- **Required work**:
(1) In the description of the strength, sprint, and agility tests, how much rest separated each maximal isometric strength trial on the dynamometer?
(2) Write the next part of the description of the strength, sprint, and agility tests, picking up after its final sentence.

- **Document segment**:
BEGIN
The isometric strength of the shoulder flexors and extensors was measured using a Lafayette® Hand-Held Dynamometer Model 01165A (Lafayette Instrument Company, Lafayette, IN). It is a portable microprocessor-controlled equipment used to quantify isometric muscular strength. The measurement range of the instrument was 1335 N. A handheld dynamometer (HHD) is a reliable instrument for measuring muscle strength [25]. A make test was used to assess the maximum isometric strength [25]. The evaluator kept the dynamometer stationary while the player exerted maximum strength [25,26]. For all assessments, the players were instructed to execute the maximal isometric strength on the dynamometer while the evaluator encouraged them with a standardized phrase, "harder, harder, and harder"; before real testing, a familiarization session was conducted [23]. The player completed three maximum strength trials, and the average of the maximal strength recordings was used for analysis (sum of maximal strength trials/number of repetitions). Each trial was separated by one minute of rest. The maximal isometric strength was recorded by the device during the test in Newton [26].

To assess the isometric strength of the shoulder flexors, the player assumed a neutral sitting position with the feet on the ground with 90° shoulder flexion, 90° elbow flexion, and supinated forearm [23]. The HHD was placed perpendicular to the anterior surface of the distal third of the arm [23]. For the assessment of the isometric strength of the shoulder extensors, the player assumed a sitting position with the upper limbs by the side and the elbow extended [27]. The HHD was placed on the posterior aspect of the humerus, just proximal to the elbow [27]. The therapist stood posterior to the player in a stride-standing position and applied force in a posterior-to-anterior direction perpendicular to the limb [27]. Each player was asked to resist the movement.

Sprint

The 20 m sprint test was used to measure the sprint time. The 20 m sprint performance is considered a relevant performance parameter important for success in all sports involving sprints [28,29]. The players were instructed to warm up before the commencement of the test. Each player completed a minimum of three sprints, each separated by a 2-3-minute rest. The average of the three trials was used for the analysis [30]. A stopwatch was used to record the time.

Agility

The Illinois agility test was used to evaluate the agility of players. The test was set up with four cones to form an agility area [31]. On command, the player sprinted 9.20 m, turned, and returned to the starting line [31]. After returning to the starting line, the player swerves in and out of four markers, completing two 9.20 m sprints to complete the agility course [32]. The players performed three trials, and the average of the three trials was used for the analysis. A stopwatch was used to record the time.
END
- **Material provided**:
BEGIN
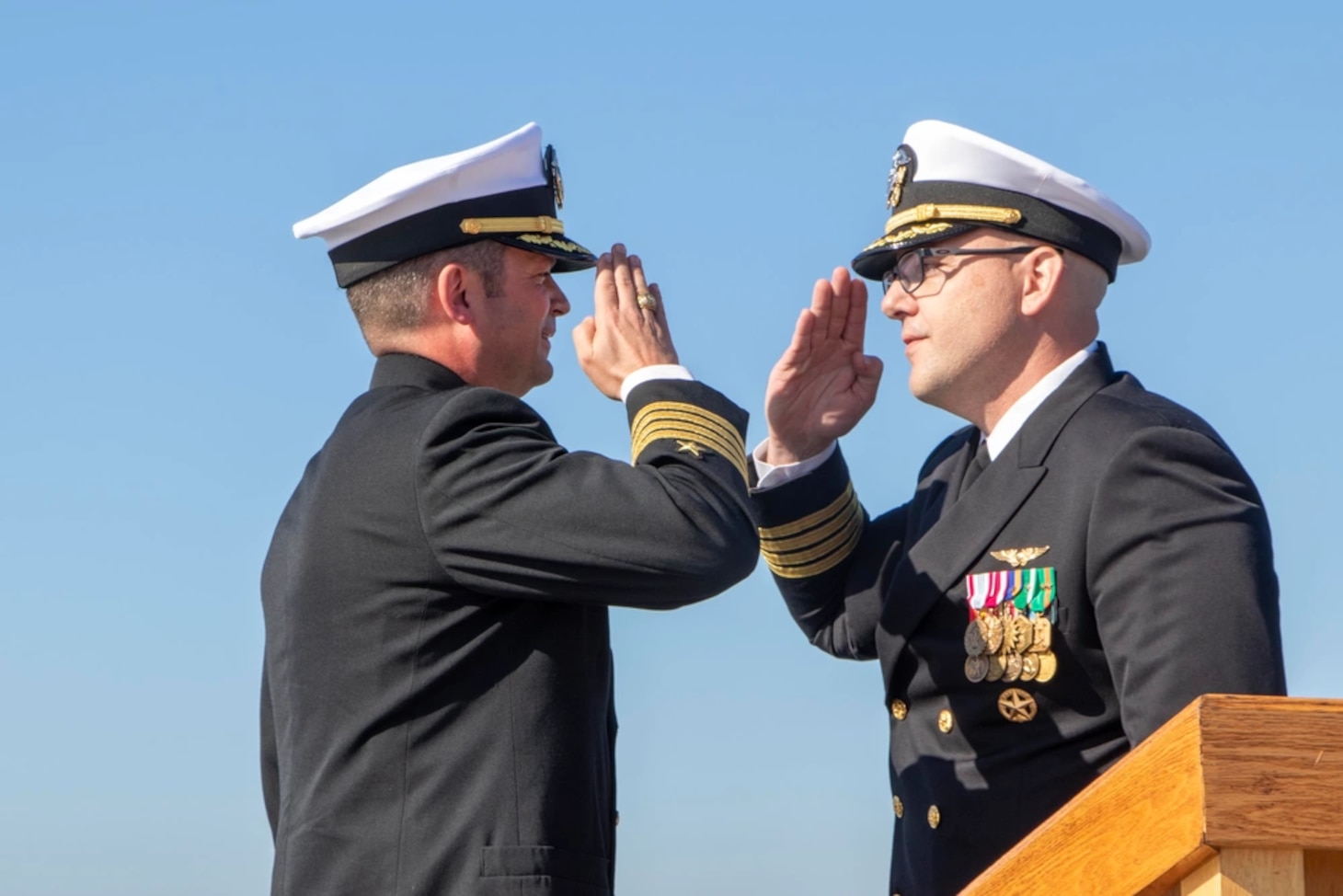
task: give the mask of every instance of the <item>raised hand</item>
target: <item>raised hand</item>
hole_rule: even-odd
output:
[[[653,308],[646,297],[653,297]],[[607,398],[620,398],[624,377],[651,364],[677,364],[662,290],[649,283],[638,255],[616,243],[596,262],[592,317],[573,328],[579,364]]]
[[[817,281],[811,308],[798,317],[792,343],[770,372],[764,461],[794,463],[851,430],[877,399],[881,359],[862,353],[868,286],[837,267]]]

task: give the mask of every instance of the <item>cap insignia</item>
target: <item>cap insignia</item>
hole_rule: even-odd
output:
[[[567,253],[586,251],[577,243],[571,243],[567,239],[556,239],[555,236],[541,234],[518,234],[514,239],[521,239],[524,243],[536,243],[537,246],[553,246],[555,249],[563,249]]]
[[[896,154],[890,157],[890,173],[886,175],[886,208],[896,211],[900,206],[900,193],[915,173],[915,150],[900,144]]]
[[[555,191],[555,207],[564,208],[564,177],[560,176],[560,161],[555,153],[555,146],[545,146],[545,181]]]
[[[912,227],[905,227],[904,230],[896,231],[889,236],[882,236],[873,243],[869,243],[862,251],[870,253],[873,249],[881,249],[882,246],[897,246],[907,239],[913,239],[915,236],[932,236],[933,234],[940,234],[948,231],[955,224],[948,224],[947,222],[940,222],[936,224],[913,224]]]
[[[1049,551],[1049,545],[1039,548],[1005,548],[1002,551],[990,551],[990,556],[995,560],[1002,560],[1003,563],[1011,564],[1013,568],[1021,568],[1030,563],[1031,560],[1041,557]]]

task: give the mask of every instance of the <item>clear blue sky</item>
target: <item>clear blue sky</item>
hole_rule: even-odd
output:
[[[261,562],[372,365],[289,227],[532,120],[568,232],[645,257],[752,441],[909,122],[1100,185],[1154,236],[1103,308],[1112,355],[1250,469],[1291,689],[1343,696],[1340,30],[1292,1],[0,0],[0,892],[265,892]],[[563,285],[572,324],[591,275]],[[845,450],[884,509],[956,422],[908,395],[896,325],[869,351],[886,379]],[[555,357],[530,399],[561,442],[627,457],[563,334]],[[614,638],[622,892],[882,892],[874,664],[811,649],[763,566]]]

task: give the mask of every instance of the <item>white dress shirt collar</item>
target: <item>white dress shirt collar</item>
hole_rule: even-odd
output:
[[[986,439],[988,442],[988,459],[995,461],[1002,450],[1007,447],[1011,442],[1011,437],[1021,431],[1021,427],[1026,424],[1030,415],[1035,412],[1035,408],[1045,403],[1056,388],[1062,386],[1068,375],[1081,367],[1082,361],[1086,360],[1089,355],[1096,351],[1096,343],[1092,343],[1082,351],[1077,352],[1066,361],[1056,367],[1054,369],[1039,377],[1039,382],[1030,387],[1030,390],[1017,399],[1007,412],[1003,414],[1002,419],[998,420],[998,426],[994,431],[988,434]]]

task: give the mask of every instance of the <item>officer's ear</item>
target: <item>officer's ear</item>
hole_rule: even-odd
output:
[[[443,265],[434,281],[434,306],[445,318],[457,324],[473,324],[473,292],[479,289],[477,275],[457,263]]]
[[[1035,317],[1062,292],[1064,250],[1037,246],[1022,257],[1017,269],[1022,278],[1021,313]]]

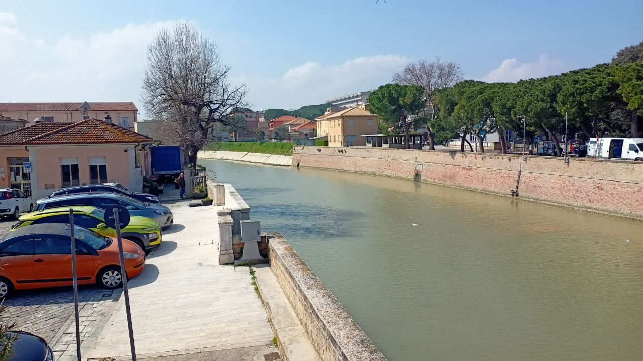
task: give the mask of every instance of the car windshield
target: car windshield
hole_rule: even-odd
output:
[[[123,201],[127,202],[128,203],[131,203],[132,204],[136,204],[139,207],[147,207],[148,206],[148,204],[146,204],[145,202],[141,202],[140,200],[134,198],[132,198],[131,197],[122,196],[120,195],[114,195],[119,199],[122,199]]]
[[[105,220],[105,209],[102,208],[95,208],[94,210],[91,211],[91,214],[103,220]]]
[[[74,235],[77,240],[80,240],[96,249],[103,249],[107,246],[107,238],[87,228],[75,225]]]

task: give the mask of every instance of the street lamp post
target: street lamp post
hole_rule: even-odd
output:
[[[525,121],[525,116],[520,116],[522,118],[523,123],[523,161],[527,161],[527,122]]]

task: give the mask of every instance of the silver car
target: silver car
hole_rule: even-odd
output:
[[[132,216],[150,218],[167,229],[174,223],[174,215],[167,207],[141,202],[126,195],[107,192],[87,192],[61,195],[38,200],[38,210],[66,206],[93,206],[103,209],[113,204],[120,204]]]

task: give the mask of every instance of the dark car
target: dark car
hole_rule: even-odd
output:
[[[22,331],[10,331],[5,334],[7,338],[16,336],[9,361],[55,361],[51,348],[42,338]]]
[[[73,186],[56,191],[50,195],[49,197],[86,192],[109,192],[131,197],[134,199],[138,199],[141,202],[147,202],[148,203],[160,203],[159,202],[159,198],[156,198],[156,196],[154,195],[131,192],[128,190],[122,189],[118,187],[109,184],[86,184],[84,186]]]

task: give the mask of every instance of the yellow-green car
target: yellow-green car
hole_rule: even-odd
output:
[[[26,213],[18,218],[12,230],[31,224],[69,223],[69,208],[74,210],[74,224],[95,231],[102,236],[116,236],[116,230],[105,224],[105,210],[91,206],[57,207]],[[121,235],[146,252],[158,247],[163,236],[158,222],[141,216],[131,216],[129,224],[121,229]]]

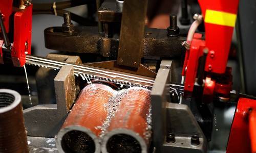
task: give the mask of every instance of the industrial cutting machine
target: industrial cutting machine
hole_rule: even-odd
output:
[[[38,1],[0,2],[0,152],[256,152],[254,1]]]

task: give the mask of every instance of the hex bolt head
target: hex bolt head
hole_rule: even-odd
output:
END
- **Answers to each task**:
(1) One minute

(2)
Statistical analysis

All data were analyzed using the SPSS software (version 17.0, SPSS Inc., Chicago, IL). The normality of the data was checked using the Shapiro-Wilk test, and data that showed non-normal distribution were log-transformed for further analysis. Correlation analysis was performed using the bivariate model, and Pearson's correlation coefficient was calculated. The correlation coefficients ranging from 0.70 to 1.0 were regarded as strong, those between 0.6 and 0.4 as moderate, and those from 0.3 to 0 as weak [33,34]. It is worth mentioning that these can only be used to demonstrate possible association. Multiple linear regressions were used to identify whether sports performance (sprint and/or agility) was associated with shoulder flexor and extensor strength. Age and body mass index (BMI) were also used for multiple regression, along with shoulder flexor and extensor strength. Statistical significance was set at p<0.05.

Results

The demographic data of the players (age, height, weight, and BMI) are shown in Table 1. The results of the correlation analysis showed a significant strong correlation of 20 m sprint performance with shoulder flexor strength (p<0.01) and a significant moderate correlation with shoulder extensor strength (p<0.01) (Table 2, Figure 1, and Figure 2). However, there was no significant correlation between agility and the shoulder flexor or extensor muscle strength (p>0.05) (Table 2, Figure 3, and Figure 4). The average age of the study participants was 21.43±2.76 years, and the average weight was 62.17±7.10 kg. The average height was 169.00±6.14 cm. Pearson's correlation coefficient values for shoulder flexor and extensor strength were -0.707 and -0.611, respectively. The p-value for both groups was <0.01. We also created directed acyclic graphs to explore the correlation between the exposure and outcome variables by adjusting the confounders such as age and body mass index (BMI) as shown in Figure 5.

Table 1. Descriptive statistics of the players.

SD: standard deviation

Variables Mean±SD
Age (years) 21.43±2.76
Height (cm) 169.00±6.14
Weight (kg) 62.17±7.10
BMI (kg/m2) 21.74±1.91
Shoulder flexor strength (N) 207.65±14.04
Shoulder extensor strength (N) 178.14±11.66
Sprint (seconds) 2.97±0.10
Agility (seconds) 15.83±0.51
Open in a new tab

Table 2. The value of Pearson's correlation coefficient (r) and significance level (p-value) for respective variables.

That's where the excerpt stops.